→ **DATA SUPPLIED**:
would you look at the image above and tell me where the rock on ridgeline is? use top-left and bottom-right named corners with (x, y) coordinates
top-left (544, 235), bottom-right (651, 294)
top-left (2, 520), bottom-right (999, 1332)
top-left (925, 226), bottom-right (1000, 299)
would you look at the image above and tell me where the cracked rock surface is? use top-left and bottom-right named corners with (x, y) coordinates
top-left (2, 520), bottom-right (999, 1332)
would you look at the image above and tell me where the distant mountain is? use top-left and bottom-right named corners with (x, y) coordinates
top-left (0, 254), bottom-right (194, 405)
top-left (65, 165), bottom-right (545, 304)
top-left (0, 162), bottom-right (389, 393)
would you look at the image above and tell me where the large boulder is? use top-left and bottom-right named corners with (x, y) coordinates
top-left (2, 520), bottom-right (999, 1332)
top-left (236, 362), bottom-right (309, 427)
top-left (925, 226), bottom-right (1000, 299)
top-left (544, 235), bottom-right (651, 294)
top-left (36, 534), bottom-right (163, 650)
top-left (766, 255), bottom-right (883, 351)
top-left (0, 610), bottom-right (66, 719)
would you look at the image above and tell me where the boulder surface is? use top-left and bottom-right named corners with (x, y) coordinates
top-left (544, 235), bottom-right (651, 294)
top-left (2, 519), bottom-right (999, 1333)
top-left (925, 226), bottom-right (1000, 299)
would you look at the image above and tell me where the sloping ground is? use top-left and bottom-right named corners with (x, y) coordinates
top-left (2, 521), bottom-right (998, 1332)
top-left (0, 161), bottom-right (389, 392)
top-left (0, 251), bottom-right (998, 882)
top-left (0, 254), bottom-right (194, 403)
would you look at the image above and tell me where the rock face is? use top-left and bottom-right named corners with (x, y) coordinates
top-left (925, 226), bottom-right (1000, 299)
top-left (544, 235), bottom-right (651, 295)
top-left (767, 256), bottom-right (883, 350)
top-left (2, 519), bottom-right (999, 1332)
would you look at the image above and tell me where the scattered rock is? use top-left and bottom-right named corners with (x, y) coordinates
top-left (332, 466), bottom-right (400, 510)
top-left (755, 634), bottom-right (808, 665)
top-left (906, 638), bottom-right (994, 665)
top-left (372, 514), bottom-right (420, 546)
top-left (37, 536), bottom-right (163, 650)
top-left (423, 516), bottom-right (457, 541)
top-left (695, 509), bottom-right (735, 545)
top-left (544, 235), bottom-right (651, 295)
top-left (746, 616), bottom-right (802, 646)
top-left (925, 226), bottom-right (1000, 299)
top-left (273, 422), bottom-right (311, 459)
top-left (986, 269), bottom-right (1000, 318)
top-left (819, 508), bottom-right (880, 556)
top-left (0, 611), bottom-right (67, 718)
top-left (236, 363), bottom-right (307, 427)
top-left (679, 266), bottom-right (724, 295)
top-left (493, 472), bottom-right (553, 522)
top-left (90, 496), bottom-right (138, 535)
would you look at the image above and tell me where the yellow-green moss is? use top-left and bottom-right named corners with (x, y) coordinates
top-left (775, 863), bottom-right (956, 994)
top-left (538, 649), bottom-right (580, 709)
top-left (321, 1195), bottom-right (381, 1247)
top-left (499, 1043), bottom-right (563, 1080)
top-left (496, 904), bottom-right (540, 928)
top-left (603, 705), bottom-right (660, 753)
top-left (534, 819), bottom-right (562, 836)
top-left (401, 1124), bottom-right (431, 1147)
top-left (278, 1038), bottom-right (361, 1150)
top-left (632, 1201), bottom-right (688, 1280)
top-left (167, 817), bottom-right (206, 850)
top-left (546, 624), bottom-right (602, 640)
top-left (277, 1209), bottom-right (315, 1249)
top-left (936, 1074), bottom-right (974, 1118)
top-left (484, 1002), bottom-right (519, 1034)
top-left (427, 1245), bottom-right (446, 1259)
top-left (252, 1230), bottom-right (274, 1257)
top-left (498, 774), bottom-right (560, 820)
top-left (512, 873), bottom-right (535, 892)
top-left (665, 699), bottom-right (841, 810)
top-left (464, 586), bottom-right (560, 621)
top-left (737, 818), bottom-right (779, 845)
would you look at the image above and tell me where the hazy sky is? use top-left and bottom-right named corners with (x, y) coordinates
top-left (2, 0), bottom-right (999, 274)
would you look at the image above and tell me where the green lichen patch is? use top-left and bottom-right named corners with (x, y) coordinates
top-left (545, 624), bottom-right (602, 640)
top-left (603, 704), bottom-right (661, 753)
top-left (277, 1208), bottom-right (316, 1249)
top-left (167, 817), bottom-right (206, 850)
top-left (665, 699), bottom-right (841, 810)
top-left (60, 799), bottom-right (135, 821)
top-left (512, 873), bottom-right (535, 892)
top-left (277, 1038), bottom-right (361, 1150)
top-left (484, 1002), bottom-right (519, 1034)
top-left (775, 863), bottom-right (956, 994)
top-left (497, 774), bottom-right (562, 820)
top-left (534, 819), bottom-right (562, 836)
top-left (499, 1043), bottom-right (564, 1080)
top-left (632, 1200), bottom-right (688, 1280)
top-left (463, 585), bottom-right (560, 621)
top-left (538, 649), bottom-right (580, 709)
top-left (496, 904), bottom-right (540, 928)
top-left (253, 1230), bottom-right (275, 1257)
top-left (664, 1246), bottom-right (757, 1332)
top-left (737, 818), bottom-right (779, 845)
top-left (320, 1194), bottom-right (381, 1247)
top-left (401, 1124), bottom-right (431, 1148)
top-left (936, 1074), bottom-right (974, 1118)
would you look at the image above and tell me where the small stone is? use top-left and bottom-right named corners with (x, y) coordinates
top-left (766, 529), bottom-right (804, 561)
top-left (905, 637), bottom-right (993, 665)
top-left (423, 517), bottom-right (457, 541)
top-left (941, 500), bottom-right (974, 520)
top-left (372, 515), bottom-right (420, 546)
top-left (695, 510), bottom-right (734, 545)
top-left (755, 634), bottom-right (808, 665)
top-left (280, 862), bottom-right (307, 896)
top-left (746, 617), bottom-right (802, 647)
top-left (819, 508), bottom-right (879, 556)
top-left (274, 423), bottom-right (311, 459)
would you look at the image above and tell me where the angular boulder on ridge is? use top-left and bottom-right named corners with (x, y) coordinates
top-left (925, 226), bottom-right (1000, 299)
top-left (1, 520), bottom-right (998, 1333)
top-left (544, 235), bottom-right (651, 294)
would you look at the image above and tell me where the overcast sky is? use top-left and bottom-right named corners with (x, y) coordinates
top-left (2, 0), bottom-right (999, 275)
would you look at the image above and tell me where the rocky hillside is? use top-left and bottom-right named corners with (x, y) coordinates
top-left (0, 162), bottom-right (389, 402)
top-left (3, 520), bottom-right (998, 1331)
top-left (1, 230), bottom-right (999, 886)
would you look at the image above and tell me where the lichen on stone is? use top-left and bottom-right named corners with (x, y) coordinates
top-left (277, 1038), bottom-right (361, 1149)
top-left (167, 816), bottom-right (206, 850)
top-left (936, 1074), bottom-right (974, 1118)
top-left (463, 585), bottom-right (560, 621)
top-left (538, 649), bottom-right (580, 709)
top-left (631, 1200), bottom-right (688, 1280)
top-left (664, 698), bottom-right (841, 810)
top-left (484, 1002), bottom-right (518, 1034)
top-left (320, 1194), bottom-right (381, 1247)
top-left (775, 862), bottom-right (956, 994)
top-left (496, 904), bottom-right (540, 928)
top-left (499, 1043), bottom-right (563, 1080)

→ **EXERCISE DESCRIPTION**: Word for word, set down all of the records above.

→ **TASK RESPONSE**:
would you look at the image above and tell me where the rock on ridgeline is? use top-left and bottom-right named corners with (x, y) coordinates
top-left (544, 235), bottom-right (651, 294)
top-left (2, 520), bottom-right (999, 1332)
top-left (925, 226), bottom-right (1000, 299)
would you look at the image above and tell me where the cracked rock surface is? use top-left and bottom-right named corners with (x, y) coordinates
top-left (2, 520), bottom-right (999, 1332)
would you look at the image above and tell me where the distant mountain is? use top-left and bottom-right named corners with (x, y) coordinates
top-left (0, 254), bottom-right (194, 405)
top-left (65, 165), bottom-right (545, 304)
top-left (0, 162), bottom-right (389, 393)
would you look at the image above and tell me where the large boulder is? use top-left and bottom-right named corners with (x, y) coordinates
top-left (2, 520), bottom-right (999, 1332)
top-left (236, 362), bottom-right (309, 427)
top-left (925, 226), bottom-right (1000, 299)
top-left (544, 235), bottom-right (651, 294)
top-left (36, 534), bottom-right (163, 650)
top-left (766, 255), bottom-right (883, 351)
top-left (0, 610), bottom-right (66, 719)
would you look at the image above and tell me where the boulder surface is? use top-left and bottom-right named corners with (x, y) coordinates
top-left (544, 235), bottom-right (651, 294)
top-left (2, 519), bottom-right (999, 1333)
top-left (925, 226), bottom-right (1000, 299)
would you look at the image above and tell me where the sloping ground is? use top-left and bottom-right named corners with (x, y) coordinates
top-left (2, 521), bottom-right (998, 1332)
top-left (0, 161), bottom-right (389, 392)
top-left (0, 251), bottom-right (998, 882)
top-left (0, 254), bottom-right (194, 403)
would you look at the image above and tell me where the rock face is? use top-left and bottom-right named corners with (x, y) coordinates
top-left (925, 226), bottom-right (1000, 299)
top-left (544, 235), bottom-right (651, 295)
top-left (767, 256), bottom-right (883, 350)
top-left (2, 519), bottom-right (999, 1332)
would you look at the image above and tell me where the scattered rock is? use top-left and bottom-right named corners with (x, y) coordinates
top-left (332, 466), bottom-right (400, 510)
top-left (755, 634), bottom-right (808, 665)
top-left (906, 638), bottom-right (994, 665)
top-left (372, 514), bottom-right (420, 546)
top-left (37, 536), bottom-right (163, 650)
top-left (423, 516), bottom-right (457, 541)
top-left (695, 509), bottom-right (735, 545)
top-left (544, 235), bottom-right (651, 295)
top-left (746, 616), bottom-right (802, 646)
top-left (925, 226), bottom-right (1000, 299)
top-left (273, 422), bottom-right (311, 459)
top-left (986, 269), bottom-right (1000, 318)
top-left (819, 508), bottom-right (880, 556)
top-left (0, 611), bottom-right (67, 718)
top-left (236, 363), bottom-right (307, 427)
top-left (679, 266), bottom-right (724, 295)
top-left (493, 472), bottom-right (553, 522)
top-left (90, 496), bottom-right (138, 535)
would you look at the image above and tell me where the yellow-green moss is? use top-left and bottom-right named corners with (x, y) coordinates
top-left (775, 863), bottom-right (956, 994)
top-left (538, 649), bottom-right (580, 709)
top-left (321, 1195), bottom-right (381, 1247)
top-left (499, 1043), bottom-right (563, 1080)
top-left (496, 904), bottom-right (540, 928)
top-left (603, 705), bottom-right (660, 753)
top-left (534, 819), bottom-right (562, 836)
top-left (401, 1124), bottom-right (431, 1147)
top-left (278, 1038), bottom-right (361, 1150)
top-left (632, 1201), bottom-right (688, 1280)
top-left (167, 817), bottom-right (206, 850)
top-left (546, 624), bottom-right (602, 640)
top-left (277, 1209), bottom-right (315, 1249)
top-left (936, 1074), bottom-right (974, 1118)
top-left (484, 1002), bottom-right (519, 1034)
top-left (427, 1245), bottom-right (446, 1259)
top-left (252, 1230), bottom-right (274, 1257)
top-left (498, 774), bottom-right (560, 820)
top-left (512, 873), bottom-right (535, 892)
top-left (665, 699), bottom-right (841, 810)
top-left (464, 586), bottom-right (560, 621)
top-left (737, 818), bottom-right (779, 845)
would you look at the image above and tell me where the hazy sky is? use top-left and bottom-right named corners with (x, y) coordinates
top-left (2, 0), bottom-right (999, 274)
would you look at the image above and tell me where the green lichen patch is? use top-left and bottom-right named corners with (x, y) coordinates
top-left (545, 624), bottom-right (602, 640)
top-left (603, 704), bottom-right (661, 753)
top-left (277, 1208), bottom-right (316, 1249)
top-left (167, 817), bottom-right (206, 850)
top-left (665, 699), bottom-right (841, 810)
top-left (60, 799), bottom-right (135, 821)
top-left (512, 873), bottom-right (535, 892)
top-left (277, 1038), bottom-right (361, 1150)
top-left (484, 1002), bottom-right (519, 1034)
top-left (775, 863), bottom-right (956, 994)
top-left (497, 774), bottom-right (562, 820)
top-left (534, 819), bottom-right (562, 836)
top-left (499, 1043), bottom-right (564, 1080)
top-left (632, 1200), bottom-right (688, 1280)
top-left (463, 585), bottom-right (560, 621)
top-left (538, 649), bottom-right (580, 709)
top-left (496, 904), bottom-right (540, 928)
top-left (253, 1230), bottom-right (275, 1257)
top-left (664, 1246), bottom-right (757, 1332)
top-left (737, 818), bottom-right (779, 845)
top-left (320, 1194), bottom-right (381, 1247)
top-left (401, 1124), bottom-right (431, 1148)
top-left (936, 1074), bottom-right (974, 1118)
would you look at the image above and tell me where the small stone is? use top-left and bottom-right named corners with (x, y) coordinates
top-left (766, 529), bottom-right (804, 561)
top-left (905, 637), bottom-right (993, 665)
top-left (423, 517), bottom-right (457, 541)
top-left (941, 500), bottom-right (974, 520)
top-left (372, 515), bottom-right (420, 546)
top-left (695, 510), bottom-right (734, 545)
top-left (755, 634), bottom-right (808, 665)
top-left (280, 862), bottom-right (307, 896)
top-left (746, 617), bottom-right (802, 647)
top-left (819, 508), bottom-right (879, 556)
top-left (274, 423), bottom-right (311, 459)
would you look at the image above and tell me where the angular boulder on ridge is? use top-left and bottom-right named corners with (x, y) coordinates
top-left (925, 226), bottom-right (1000, 299)
top-left (1, 520), bottom-right (998, 1333)
top-left (544, 235), bottom-right (651, 294)
would you look at the image above and tell me where the overcast sky is? use top-left and bottom-right named corners with (x, y) coordinates
top-left (2, 0), bottom-right (999, 275)
would you look at the image above and tell me where the rocky hillside is? use top-left and bottom-right named corners with (x, y) coordinates
top-left (0, 162), bottom-right (389, 402)
top-left (3, 520), bottom-right (998, 1331)
top-left (1, 230), bottom-right (999, 886)
would you look at the image above and tell me where the lichen on stone is? use top-left and bottom-right named corners with (x, y) coordinates
top-left (277, 1038), bottom-right (361, 1149)
top-left (167, 816), bottom-right (206, 850)
top-left (936, 1074), bottom-right (974, 1118)
top-left (463, 585), bottom-right (560, 621)
top-left (538, 649), bottom-right (580, 709)
top-left (631, 1200), bottom-right (688, 1280)
top-left (664, 698), bottom-right (841, 810)
top-left (484, 1002), bottom-right (518, 1034)
top-left (320, 1194), bottom-right (381, 1247)
top-left (775, 862), bottom-right (956, 994)
top-left (496, 904), bottom-right (540, 928)
top-left (499, 1043), bottom-right (563, 1080)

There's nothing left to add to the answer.